■ Task
Every line below must be reproduced exactly. Copy them all.

■ Task input

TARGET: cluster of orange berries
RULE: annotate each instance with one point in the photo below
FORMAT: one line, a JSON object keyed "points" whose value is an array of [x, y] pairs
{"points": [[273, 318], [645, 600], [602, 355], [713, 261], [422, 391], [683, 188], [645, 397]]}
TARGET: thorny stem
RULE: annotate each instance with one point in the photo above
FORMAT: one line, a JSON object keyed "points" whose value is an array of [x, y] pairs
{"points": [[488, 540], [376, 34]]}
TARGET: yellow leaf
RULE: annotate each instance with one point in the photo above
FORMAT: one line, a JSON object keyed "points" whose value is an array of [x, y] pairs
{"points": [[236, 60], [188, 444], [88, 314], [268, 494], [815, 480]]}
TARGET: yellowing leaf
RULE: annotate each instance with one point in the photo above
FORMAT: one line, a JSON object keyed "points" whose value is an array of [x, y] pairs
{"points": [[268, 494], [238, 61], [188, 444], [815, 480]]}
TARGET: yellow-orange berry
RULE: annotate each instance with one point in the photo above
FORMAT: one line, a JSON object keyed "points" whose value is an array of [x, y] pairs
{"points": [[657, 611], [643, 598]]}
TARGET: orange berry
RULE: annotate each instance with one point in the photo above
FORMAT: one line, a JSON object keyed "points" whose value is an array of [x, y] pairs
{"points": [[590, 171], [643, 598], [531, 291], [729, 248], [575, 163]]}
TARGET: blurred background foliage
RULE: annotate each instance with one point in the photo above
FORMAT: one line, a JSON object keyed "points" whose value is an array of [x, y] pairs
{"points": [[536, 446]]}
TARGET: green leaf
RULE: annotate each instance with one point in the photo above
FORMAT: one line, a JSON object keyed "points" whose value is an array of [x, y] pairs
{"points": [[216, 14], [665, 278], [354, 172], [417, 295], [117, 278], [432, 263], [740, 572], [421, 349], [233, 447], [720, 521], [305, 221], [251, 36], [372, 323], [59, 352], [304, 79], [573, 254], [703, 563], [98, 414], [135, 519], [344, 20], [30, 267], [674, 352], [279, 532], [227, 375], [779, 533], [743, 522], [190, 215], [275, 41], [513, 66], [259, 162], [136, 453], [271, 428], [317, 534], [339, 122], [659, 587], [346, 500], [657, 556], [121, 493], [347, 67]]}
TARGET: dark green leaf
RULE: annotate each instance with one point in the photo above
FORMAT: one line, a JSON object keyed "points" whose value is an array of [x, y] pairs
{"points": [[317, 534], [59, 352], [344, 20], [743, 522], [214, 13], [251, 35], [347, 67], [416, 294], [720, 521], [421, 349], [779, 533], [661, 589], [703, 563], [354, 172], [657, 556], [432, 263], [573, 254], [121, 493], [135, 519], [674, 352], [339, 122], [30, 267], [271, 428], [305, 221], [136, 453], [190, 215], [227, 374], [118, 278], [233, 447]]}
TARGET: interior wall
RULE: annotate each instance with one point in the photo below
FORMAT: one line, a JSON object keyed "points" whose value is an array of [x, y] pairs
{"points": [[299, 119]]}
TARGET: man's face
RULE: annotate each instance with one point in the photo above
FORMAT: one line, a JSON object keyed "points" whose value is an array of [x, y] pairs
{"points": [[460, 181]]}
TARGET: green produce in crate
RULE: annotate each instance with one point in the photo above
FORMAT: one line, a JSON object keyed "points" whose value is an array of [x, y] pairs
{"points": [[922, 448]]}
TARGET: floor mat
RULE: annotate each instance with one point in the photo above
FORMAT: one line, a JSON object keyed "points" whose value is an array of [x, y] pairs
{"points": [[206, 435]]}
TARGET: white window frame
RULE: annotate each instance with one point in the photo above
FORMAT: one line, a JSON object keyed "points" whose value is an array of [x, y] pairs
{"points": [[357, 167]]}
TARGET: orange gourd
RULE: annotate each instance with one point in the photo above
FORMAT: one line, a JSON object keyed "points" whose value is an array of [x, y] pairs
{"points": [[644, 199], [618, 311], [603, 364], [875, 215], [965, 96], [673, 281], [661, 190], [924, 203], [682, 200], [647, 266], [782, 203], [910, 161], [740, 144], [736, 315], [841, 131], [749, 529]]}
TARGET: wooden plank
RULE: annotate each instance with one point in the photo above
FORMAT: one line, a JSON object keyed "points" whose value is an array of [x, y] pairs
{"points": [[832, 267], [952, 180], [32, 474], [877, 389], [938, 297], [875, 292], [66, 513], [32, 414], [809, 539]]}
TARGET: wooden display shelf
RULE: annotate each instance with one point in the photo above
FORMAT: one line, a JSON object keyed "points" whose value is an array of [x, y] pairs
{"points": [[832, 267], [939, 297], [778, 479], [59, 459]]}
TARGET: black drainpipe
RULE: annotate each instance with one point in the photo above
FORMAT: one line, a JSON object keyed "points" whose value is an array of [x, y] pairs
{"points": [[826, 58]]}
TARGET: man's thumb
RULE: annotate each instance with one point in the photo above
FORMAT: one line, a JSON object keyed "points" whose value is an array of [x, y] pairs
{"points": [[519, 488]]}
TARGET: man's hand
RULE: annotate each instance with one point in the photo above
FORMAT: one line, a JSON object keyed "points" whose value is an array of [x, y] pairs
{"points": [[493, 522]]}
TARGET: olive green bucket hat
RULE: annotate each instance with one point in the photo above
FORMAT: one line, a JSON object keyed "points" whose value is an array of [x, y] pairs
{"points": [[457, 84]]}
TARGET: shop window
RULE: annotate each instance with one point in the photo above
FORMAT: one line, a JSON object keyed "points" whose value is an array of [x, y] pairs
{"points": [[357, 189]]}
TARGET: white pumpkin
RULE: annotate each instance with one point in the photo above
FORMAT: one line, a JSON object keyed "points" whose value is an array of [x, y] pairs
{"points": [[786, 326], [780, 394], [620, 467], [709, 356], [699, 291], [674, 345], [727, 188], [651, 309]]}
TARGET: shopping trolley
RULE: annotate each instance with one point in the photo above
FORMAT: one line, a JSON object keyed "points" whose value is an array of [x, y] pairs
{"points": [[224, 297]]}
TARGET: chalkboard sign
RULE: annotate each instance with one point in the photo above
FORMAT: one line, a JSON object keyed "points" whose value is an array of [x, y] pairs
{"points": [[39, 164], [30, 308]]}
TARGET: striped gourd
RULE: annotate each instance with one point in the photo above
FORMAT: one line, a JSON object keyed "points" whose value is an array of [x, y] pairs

■ Task response
TARGET: cluster of orange berries
RULE: annotate each instance with one point in the photo below
FORMAT: one line, a JSON object keyed "points" whose value is an array of [x, y] pairs
{"points": [[273, 318], [645, 600], [602, 355], [713, 261], [422, 391], [683, 188], [645, 397]]}
TARGET: thorny stem
RULE: annotate each instance with one point in the photo above
FORMAT: one line, a JSON object keyed "points" whose value is an array of [x, y] pairs
{"points": [[488, 540], [376, 34]]}
TARGET: yellow leaf
RULE: annotate each instance with one point in the photo above
FORMAT: one line, a JSON object keyed "points" whose value is an array of [x, y] pairs
{"points": [[236, 60], [188, 444], [88, 314], [268, 494], [815, 480]]}
TARGET: yellowing leaf
RULE: annotate each instance with one point in the photo above
FORMAT: one line, a JSON object keyed "points" whose value is an array of [x, y] pairs
{"points": [[268, 494], [238, 61], [188, 444], [815, 480]]}
TARGET: yellow-orange berry
RULE: annotate each instance with one point in the photo above
FORMAT: one line, a JSON object keyed "points" whose value is an array of [x, y] pairs
{"points": [[657, 611], [643, 598]]}
TARGET: orange berry
RULE: annotate each instance with one point in the photo above
FORMAT: one line, a JSON object keyed "points" whose value is an array of [x, y] pairs
{"points": [[590, 171], [643, 598], [531, 291], [729, 248], [575, 163]]}
TARGET: blurred background foliage
RULE: annotate each instance with one point in the photo above
FORMAT: one line, a JSON object keyed "points" whose value is an array of [x, y] pairs
{"points": [[536, 446]]}
TARGET: green leaf
RULE: annotate each instance with one point in the photo above
FORMAT: one line, a JSON object keyed "points" whose value is an array of [x, y] pairs
{"points": [[216, 14], [665, 278], [354, 172], [417, 295], [117, 278], [432, 263], [740, 572], [421, 349], [233, 447], [720, 521], [305, 221], [251, 36], [372, 323], [59, 352], [304, 79], [573, 254], [703, 563], [98, 414], [135, 519], [344, 20], [30, 267], [674, 352], [279, 532], [227, 375], [779, 533], [743, 522], [190, 215], [275, 41], [513, 66], [259, 162], [136, 453], [271, 428], [317, 534], [339, 122], [659, 587], [346, 500], [657, 556], [121, 493], [347, 67]]}
TARGET: dark green leaf
RULE: annotate each instance with one point in the photo above
FORMAT: one line, a JSON object keyed "points" whose value is an array of [x, y] pairs
{"points": [[317, 534], [59, 352], [344, 20], [743, 522], [214, 13], [251, 35], [347, 67], [416, 294], [720, 521], [421, 349], [779, 533], [661, 589], [703, 563], [354, 172], [657, 556], [432, 263], [573, 254], [121, 493], [135, 519], [674, 352], [339, 122], [30, 267], [271, 428], [305, 221], [136, 453], [190, 215], [227, 374], [118, 278], [233, 447]]}
TARGET: interior wall
RULE: annotate each instance with one point in the photo below
FORMAT: one line, a JSON object keyed "points" whose value is an array of [x, y] pairs
{"points": [[299, 119]]}
TARGET: man's face
RULE: annotate each instance with one point in the photo above
FORMAT: one line, a JSON object keyed "points" whose value is an array of [x, y] pairs
{"points": [[460, 181]]}
TARGET: green produce in crate
RULE: annotate each instance with one point in the photo above
FORMAT: one line, a JSON object keyed "points" whose value is an array of [x, y] pairs
{"points": [[922, 448]]}
TARGET: floor mat
RULE: annotate each instance with one point in the photo above
FORMAT: one line, a JSON object keyed "points" whose value is an array of [x, y] pairs
{"points": [[206, 435]]}
TARGET: white window frame
RULE: annotate each instance with one point in the photo above
FORMAT: one line, a JSON object keyed "points" whose value is an array of [x, y] pairs
{"points": [[357, 167]]}
TARGET: orange gourd
RULE: annotate each instance with one point in the photo above
FORMAT: one line, a JSON object keyed "points" whose value is an array of [x, y] pairs
{"points": [[644, 199], [618, 311], [603, 364], [875, 215], [965, 96], [673, 281], [661, 190], [924, 203], [682, 200], [647, 266], [782, 203], [910, 161], [740, 144], [736, 315], [841, 131], [749, 529]]}
TARGET: wooden plank
RULE: annotate each instance with one point in the photo above
FORMAT: one line, a JSON object keyed "points" whose value is an array of [x, y] pairs
{"points": [[832, 267], [952, 180], [32, 474], [877, 389], [938, 297], [875, 292], [66, 513], [32, 414], [809, 539]]}
TARGET: wooden display shelf
RULE: annotate each instance with one point in the photo above
FORMAT: one line, a JSON object keyed "points" whose value is an array of [x, y] pairs
{"points": [[832, 267], [939, 297], [778, 479], [59, 459]]}
TARGET: black drainpipe
RULE: annotate each instance with one point in the photo above
FORMAT: one line, a JSON object keyed "points" whose value is an array of [x, y] pairs
{"points": [[826, 58]]}
TARGET: man's thumb
RULE: annotate each instance with one point in the photo above
FORMAT: one line, a JSON object keyed "points" whose value is an array of [x, y] pairs
{"points": [[519, 488]]}
TARGET: man's hand
RULE: annotate each instance with one point in the photo above
FORMAT: one line, a JSON object keyed "points" whose value is an array of [x, y] pairs
{"points": [[493, 522]]}
TARGET: olive green bucket hat
RULE: annotate each instance with one point in the photo above
FORMAT: one line, a JSON object keyed "points" whose value is an array of [x, y] pairs
{"points": [[457, 84]]}
TARGET: shop window
RULE: annotate each instance with one point in the photo above
FORMAT: one line, a JSON object keyed "points" whose value is an array of [x, y] pairs
{"points": [[357, 189]]}
TARGET: white pumpkin
RULE: annotate each instance with one point in the photo above
FORMAT: one line, a JSON object keyed "points" whose value is an array of [x, y] pairs
{"points": [[786, 326], [780, 394], [620, 467], [709, 356], [699, 291], [674, 345], [727, 188], [651, 309]]}
TARGET: shopping trolley
RULE: annotate each instance with one point in the photo above
FORMAT: one line, a JSON object keyed "points" whose value is an array of [x, y] pairs
{"points": [[224, 297]]}
TARGET: chalkboard sign
RULE: annotate each instance with one point in the photo above
FORMAT: one line, a JSON object keyed "points" whose value is an array of [x, y] pairs
{"points": [[39, 164], [30, 308]]}
TARGET: striped gourd
RULE: annotate each instance with one point in the photo above
FORMAT: one line, a JSON object keyed "points" whose value is an array of [x, y] pairs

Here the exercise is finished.